━━━ RECORDS SHOWN ━━━

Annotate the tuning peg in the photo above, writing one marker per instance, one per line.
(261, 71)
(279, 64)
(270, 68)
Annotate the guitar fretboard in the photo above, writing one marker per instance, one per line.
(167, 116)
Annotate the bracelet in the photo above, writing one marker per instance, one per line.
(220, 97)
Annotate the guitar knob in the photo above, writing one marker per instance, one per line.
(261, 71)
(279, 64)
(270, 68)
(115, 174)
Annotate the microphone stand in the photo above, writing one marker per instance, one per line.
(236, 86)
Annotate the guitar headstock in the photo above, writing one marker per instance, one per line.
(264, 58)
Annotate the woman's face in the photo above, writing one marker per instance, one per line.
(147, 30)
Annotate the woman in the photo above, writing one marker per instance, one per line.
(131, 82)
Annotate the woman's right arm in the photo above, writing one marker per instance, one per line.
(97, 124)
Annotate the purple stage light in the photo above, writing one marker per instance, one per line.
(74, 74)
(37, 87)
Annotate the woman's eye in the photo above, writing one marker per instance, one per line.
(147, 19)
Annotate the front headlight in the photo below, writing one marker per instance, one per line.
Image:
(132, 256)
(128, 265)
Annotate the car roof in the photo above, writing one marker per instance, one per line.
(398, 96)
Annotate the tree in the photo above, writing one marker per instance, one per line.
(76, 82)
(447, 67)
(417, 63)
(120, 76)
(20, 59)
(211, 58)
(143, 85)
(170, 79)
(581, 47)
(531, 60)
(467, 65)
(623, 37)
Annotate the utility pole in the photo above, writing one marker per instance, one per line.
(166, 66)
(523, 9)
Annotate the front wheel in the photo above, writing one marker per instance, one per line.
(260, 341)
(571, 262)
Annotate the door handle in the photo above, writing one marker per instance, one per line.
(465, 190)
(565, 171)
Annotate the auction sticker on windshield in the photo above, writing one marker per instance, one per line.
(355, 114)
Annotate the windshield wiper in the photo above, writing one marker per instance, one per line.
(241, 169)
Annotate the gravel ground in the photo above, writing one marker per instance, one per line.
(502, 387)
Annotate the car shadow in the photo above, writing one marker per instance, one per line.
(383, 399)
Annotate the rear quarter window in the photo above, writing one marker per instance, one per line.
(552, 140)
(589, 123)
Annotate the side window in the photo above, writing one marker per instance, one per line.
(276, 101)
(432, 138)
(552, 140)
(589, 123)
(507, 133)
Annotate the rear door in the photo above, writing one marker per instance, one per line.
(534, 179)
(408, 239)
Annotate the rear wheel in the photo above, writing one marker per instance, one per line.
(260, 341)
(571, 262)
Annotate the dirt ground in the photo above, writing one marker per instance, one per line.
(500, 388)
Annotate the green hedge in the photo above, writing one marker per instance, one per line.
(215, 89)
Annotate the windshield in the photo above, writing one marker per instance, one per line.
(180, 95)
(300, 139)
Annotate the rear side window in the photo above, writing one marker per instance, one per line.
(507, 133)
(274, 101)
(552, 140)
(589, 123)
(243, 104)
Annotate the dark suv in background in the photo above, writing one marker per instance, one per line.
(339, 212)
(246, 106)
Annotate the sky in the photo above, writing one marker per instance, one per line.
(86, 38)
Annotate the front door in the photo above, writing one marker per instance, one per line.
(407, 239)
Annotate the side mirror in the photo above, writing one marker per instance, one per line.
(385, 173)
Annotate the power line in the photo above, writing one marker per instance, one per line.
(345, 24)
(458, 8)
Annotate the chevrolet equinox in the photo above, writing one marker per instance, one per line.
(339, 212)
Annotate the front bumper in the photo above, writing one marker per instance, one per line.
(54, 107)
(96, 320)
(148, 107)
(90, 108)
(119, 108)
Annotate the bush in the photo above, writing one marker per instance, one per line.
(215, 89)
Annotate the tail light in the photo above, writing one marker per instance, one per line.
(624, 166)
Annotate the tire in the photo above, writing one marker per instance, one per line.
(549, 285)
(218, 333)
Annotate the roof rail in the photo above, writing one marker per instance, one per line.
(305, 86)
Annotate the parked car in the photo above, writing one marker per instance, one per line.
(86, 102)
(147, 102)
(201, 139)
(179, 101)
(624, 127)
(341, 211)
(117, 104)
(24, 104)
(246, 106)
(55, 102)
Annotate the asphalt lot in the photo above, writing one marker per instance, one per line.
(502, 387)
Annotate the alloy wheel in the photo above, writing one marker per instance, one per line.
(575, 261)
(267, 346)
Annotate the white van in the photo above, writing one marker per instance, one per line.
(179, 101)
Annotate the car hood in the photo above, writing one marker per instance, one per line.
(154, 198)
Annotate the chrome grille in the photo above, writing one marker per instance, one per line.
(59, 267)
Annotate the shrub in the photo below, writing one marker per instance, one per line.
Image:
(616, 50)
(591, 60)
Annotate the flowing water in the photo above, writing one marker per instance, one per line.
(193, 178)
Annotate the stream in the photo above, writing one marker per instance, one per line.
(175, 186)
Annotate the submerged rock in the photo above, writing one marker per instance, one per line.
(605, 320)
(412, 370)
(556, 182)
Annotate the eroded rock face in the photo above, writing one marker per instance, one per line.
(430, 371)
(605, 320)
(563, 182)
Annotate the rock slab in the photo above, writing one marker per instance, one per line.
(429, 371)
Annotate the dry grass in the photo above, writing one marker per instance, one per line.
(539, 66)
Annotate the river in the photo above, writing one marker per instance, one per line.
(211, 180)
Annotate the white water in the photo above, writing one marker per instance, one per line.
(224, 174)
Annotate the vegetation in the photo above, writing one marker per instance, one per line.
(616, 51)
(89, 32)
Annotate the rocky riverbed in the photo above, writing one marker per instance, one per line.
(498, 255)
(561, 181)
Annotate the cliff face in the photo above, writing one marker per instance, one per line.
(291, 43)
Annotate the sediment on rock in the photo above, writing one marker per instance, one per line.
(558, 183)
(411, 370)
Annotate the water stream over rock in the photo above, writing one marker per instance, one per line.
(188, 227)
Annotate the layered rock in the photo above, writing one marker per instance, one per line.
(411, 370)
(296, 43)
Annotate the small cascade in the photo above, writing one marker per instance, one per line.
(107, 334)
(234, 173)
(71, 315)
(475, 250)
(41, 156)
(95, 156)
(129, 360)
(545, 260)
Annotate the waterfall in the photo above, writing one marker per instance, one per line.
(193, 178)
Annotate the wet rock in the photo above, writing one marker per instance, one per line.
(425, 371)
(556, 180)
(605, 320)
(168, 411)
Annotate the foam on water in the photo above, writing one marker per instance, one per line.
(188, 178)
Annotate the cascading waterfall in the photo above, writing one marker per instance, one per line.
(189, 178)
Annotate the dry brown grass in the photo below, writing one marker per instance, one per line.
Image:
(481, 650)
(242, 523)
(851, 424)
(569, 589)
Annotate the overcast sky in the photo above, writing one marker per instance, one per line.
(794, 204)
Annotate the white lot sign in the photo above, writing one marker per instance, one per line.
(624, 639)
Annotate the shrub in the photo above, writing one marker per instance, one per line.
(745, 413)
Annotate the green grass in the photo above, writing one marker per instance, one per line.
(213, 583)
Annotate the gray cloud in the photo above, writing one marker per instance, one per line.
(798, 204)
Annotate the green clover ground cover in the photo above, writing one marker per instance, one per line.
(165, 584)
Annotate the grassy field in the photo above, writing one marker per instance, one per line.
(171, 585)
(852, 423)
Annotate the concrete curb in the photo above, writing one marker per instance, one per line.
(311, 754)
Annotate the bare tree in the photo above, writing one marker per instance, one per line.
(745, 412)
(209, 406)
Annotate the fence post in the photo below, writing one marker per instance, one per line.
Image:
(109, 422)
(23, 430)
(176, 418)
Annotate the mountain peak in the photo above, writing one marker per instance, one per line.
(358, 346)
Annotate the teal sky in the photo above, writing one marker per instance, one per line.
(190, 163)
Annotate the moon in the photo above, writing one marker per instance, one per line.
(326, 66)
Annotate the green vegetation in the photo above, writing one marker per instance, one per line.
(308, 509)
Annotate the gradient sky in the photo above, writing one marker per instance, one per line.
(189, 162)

━━━

Repeat only what runs from the line holding "Annotate the bare" to the end of the data, keeping every line exactly as written, first and last included.

Annotate the bare tree in the photo above, writing one marker per instance, one per line.
(745, 412)
(209, 406)
Annotate the fence post in the photo below, writing one marker per instance, one per line.
Image:
(109, 422)
(23, 430)
(176, 418)
Annotate the mountain peak in the photo above, writing one marker per instance, one per line.
(358, 346)
Annotate the teal sky in the photo above, writing one marker per instance, one per line.
(190, 163)
Annotate the moon in the photo above, writing one marker per instance, one per line.
(326, 66)
Annotate the green vegetation in the photo above, writing one marker per instance, one per line.
(308, 509)
Annotate the gradient sky in the photo above, writing one marker per instance, one per line.
(189, 162)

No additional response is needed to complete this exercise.